Your goal :: Rewrite all of the data below, requests included, rescaling every box coordinate in the answers by a factor of 2.3 and rounding each result to a whole number, with halves rounded up.

Dataset rows ::
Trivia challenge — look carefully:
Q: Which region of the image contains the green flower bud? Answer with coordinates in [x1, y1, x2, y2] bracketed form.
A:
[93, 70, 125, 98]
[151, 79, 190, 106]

Reply ::
Trivia challenge — look carefully:
Q: Which region of the image contains the green flower bud? Answer with coordinates in [x1, y1, x2, y2] bracketed form.
A:
[214, 161, 288, 225]
[347, 182, 437, 244]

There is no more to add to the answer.